= WORK ITEM =
What is needed here is a verbatim copy of the records that follow.

= DATA SECTION =
----

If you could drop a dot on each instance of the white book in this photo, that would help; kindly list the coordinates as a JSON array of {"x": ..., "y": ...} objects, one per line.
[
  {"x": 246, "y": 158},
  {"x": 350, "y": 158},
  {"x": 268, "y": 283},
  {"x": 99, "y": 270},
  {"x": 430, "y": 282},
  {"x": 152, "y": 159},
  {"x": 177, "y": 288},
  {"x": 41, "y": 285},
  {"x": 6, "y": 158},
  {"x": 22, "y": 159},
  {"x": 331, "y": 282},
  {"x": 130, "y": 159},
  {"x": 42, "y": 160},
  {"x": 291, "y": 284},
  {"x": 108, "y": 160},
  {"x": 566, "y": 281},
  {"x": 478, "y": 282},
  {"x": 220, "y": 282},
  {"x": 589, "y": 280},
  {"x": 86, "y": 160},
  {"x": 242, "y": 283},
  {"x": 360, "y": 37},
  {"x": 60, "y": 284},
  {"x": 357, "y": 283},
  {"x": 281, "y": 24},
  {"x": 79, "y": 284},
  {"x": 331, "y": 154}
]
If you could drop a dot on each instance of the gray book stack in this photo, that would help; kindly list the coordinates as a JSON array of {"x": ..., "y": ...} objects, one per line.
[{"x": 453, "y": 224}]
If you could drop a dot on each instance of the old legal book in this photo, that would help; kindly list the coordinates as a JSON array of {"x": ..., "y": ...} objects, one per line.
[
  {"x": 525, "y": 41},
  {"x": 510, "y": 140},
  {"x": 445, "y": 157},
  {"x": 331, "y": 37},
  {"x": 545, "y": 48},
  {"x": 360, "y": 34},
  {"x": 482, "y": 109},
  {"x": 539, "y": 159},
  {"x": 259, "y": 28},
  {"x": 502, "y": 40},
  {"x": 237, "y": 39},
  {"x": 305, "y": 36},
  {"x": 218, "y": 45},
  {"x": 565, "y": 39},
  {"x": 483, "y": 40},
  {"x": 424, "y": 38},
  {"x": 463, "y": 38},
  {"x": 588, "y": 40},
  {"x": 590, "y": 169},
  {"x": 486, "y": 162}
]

----

= PROBLEM SOLUTION =
If you could drop a dot on each instance of the white book in this photo, that would help; kindly list the coordinates as a JSON array of {"x": ..., "y": ...} objects, one per line.
[
  {"x": 246, "y": 158},
  {"x": 350, "y": 158},
  {"x": 268, "y": 283},
  {"x": 99, "y": 270},
  {"x": 430, "y": 282},
  {"x": 152, "y": 159},
  {"x": 177, "y": 288},
  {"x": 41, "y": 285},
  {"x": 6, "y": 158},
  {"x": 22, "y": 159},
  {"x": 331, "y": 282},
  {"x": 130, "y": 159},
  {"x": 42, "y": 160},
  {"x": 291, "y": 284},
  {"x": 108, "y": 160},
  {"x": 566, "y": 281},
  {"x": 478, "y": 282},
  {"x": 220, "y": 282},
  {"x": 589, "y": 280},
  {"x": 86, "y": 160},
  {"x": 242, "y": 283},
  {"x": 360, "y": 37},
  {"x": 60, "y": 284},
  {"x": 357, "y": 283},
  {"x": 281, "y": 24},
  {"x": 79, "y": 284},
  {"x": 331, "y": 154}
]
If you could drop a dot on each instance of the gray book stack in this photo, that would help; kindly list the coordinates as a JSON array of {"x": ..., "y": ...} objects, one per line.
[{"x": 453, "y": 224}]
If you could drop a dot on each instance of the old legal book in this photo, that would help; kindly list the coordinates as a JSON array of {"x": ..., "y": ...} objects, one per line.
[
  {"x": 525, "y": 41},
  {"x": 510, "y": 140},
  {"x": 445, "y": 157},
  {"x": 331, "y": 37},
  {"x": 545, "y": 48},
  {"x": 360, "y": 34},
  {"x": 482, "y": 109},
  {"x": 539, "y": 159},
  {"x": 259, "y": 28},
  {"x": 502, "y": 40},
  {"x": 237, "y": 39},
  {"x": 305, "y": 36},
  {"x": 218, "y": 45},
  {"x": 565, "y": 39},
  {"x": 483, "y": 40},
  {"x": 424, "y": 38},
  {"x": 463, "y": 38},
  {"x": 588, "y": 40},
  {"x": 590, "y": 169},
  {"x": 486, "y": 162}
]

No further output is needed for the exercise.